> **THE PROBLEM**:
Return every line of the rows that contains the string "negative". Case counts.

[INPUT MATERIAL]

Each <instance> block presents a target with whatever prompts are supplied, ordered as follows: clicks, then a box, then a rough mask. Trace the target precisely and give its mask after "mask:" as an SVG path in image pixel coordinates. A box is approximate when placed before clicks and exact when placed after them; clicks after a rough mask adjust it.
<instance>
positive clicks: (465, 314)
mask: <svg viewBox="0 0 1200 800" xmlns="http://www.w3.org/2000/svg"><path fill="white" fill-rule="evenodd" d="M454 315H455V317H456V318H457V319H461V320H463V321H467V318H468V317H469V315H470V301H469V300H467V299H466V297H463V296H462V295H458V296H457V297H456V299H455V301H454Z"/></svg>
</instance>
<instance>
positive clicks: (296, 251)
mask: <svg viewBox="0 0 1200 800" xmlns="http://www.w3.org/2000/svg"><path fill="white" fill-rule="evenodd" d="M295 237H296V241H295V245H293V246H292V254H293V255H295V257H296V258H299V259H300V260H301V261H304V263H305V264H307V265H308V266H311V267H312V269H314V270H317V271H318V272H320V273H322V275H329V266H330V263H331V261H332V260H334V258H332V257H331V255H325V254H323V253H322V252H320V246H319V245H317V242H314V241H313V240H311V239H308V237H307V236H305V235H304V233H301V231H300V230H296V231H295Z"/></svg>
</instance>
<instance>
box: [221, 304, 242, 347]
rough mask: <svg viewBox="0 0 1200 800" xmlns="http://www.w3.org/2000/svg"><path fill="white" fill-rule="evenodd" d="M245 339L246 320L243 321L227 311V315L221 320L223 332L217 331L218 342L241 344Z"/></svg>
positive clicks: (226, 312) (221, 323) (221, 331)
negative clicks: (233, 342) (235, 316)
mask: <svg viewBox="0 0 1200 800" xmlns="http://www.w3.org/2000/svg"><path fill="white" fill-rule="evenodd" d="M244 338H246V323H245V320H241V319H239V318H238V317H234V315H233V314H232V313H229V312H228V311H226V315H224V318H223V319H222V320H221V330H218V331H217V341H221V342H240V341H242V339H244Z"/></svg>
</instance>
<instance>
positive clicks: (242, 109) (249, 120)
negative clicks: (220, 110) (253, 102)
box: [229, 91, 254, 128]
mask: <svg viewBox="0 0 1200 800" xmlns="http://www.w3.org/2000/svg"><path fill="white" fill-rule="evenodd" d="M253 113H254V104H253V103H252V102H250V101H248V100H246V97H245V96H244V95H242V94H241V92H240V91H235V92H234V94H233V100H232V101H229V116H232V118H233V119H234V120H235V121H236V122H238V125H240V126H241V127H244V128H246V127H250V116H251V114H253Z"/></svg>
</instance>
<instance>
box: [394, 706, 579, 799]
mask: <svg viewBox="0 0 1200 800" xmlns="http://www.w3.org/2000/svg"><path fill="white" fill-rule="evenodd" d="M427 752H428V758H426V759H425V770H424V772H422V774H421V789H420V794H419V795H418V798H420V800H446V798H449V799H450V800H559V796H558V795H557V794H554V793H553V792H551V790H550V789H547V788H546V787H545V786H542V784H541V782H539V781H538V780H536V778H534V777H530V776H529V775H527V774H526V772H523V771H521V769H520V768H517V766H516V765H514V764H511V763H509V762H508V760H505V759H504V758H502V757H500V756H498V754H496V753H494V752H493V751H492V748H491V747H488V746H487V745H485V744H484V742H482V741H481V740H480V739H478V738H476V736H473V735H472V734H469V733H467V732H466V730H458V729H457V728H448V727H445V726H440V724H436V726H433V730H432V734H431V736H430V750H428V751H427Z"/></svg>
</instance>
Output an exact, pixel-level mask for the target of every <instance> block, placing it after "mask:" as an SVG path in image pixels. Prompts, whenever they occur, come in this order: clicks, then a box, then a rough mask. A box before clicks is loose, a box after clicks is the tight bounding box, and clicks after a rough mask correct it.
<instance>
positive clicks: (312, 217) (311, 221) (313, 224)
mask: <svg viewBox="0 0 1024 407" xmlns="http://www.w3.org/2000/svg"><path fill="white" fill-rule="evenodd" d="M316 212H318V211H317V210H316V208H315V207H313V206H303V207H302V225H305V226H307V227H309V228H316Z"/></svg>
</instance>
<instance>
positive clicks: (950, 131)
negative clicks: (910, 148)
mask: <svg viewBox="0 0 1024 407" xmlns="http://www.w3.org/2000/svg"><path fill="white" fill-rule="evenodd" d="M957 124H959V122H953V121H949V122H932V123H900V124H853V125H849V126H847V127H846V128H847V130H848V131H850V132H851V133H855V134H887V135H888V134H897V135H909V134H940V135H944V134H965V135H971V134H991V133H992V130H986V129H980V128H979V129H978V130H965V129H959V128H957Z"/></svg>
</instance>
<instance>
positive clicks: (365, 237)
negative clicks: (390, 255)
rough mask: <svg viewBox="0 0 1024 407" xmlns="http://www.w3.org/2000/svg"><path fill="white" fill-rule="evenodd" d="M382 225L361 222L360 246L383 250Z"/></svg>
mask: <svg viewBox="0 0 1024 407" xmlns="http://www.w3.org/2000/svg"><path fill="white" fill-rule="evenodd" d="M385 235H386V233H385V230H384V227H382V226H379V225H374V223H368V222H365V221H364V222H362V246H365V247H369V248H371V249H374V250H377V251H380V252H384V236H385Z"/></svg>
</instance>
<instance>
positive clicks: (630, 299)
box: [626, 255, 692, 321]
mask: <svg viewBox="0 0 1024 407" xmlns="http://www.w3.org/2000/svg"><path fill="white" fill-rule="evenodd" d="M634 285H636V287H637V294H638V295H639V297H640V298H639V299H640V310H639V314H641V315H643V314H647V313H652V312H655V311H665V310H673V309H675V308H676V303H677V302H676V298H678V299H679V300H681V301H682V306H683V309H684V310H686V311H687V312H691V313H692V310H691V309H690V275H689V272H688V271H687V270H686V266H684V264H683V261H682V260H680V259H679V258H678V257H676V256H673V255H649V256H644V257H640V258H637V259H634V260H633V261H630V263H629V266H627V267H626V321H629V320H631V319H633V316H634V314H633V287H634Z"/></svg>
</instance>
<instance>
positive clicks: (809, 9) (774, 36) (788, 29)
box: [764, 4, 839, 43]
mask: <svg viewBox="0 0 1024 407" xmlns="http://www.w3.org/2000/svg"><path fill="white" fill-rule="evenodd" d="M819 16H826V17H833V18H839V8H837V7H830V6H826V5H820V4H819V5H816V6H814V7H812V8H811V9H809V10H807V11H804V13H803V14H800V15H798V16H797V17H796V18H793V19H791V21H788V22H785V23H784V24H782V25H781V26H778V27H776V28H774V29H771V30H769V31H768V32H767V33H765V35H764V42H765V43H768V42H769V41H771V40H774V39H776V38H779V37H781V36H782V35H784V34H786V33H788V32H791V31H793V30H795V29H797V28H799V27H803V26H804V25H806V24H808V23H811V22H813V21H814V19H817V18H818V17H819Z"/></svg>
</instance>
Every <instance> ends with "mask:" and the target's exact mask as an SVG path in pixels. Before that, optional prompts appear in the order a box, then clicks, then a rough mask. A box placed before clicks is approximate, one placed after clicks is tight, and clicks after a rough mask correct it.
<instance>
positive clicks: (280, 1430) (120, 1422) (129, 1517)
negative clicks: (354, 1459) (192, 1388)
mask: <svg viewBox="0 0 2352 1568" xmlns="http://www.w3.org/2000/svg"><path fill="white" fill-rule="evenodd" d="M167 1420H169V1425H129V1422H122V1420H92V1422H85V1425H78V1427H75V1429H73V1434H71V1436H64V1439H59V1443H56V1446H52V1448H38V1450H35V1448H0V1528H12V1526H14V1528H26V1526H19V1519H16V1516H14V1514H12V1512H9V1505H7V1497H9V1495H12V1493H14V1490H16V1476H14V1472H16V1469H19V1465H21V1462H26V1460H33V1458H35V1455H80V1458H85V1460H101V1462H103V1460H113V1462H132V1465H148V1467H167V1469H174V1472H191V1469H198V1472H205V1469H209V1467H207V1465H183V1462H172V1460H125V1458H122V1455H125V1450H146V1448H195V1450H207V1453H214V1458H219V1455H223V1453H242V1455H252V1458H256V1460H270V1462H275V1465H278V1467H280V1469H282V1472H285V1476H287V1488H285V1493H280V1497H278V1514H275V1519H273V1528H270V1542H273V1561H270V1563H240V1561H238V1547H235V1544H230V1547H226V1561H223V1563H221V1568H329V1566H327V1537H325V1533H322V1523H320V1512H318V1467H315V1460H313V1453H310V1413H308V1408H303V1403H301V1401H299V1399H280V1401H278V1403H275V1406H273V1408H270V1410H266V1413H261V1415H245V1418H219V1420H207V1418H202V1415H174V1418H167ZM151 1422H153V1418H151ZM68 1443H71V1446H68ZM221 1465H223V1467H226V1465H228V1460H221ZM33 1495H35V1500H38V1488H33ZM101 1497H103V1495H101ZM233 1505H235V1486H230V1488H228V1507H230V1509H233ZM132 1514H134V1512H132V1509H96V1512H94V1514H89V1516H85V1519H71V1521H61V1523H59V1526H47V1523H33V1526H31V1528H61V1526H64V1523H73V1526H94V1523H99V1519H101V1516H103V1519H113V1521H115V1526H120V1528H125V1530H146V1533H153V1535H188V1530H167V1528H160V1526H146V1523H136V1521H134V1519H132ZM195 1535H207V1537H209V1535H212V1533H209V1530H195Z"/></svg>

[/INPUT MATERIAL]

> **ANSWER**:
negative clicks: (233, 342) (235, 316)
negative clicks: (220, 110) (253, 102)
negative clicks: (910, 148)
negative clicks: (390, 255)
negative clicks: (354, 1459) (192, 1388)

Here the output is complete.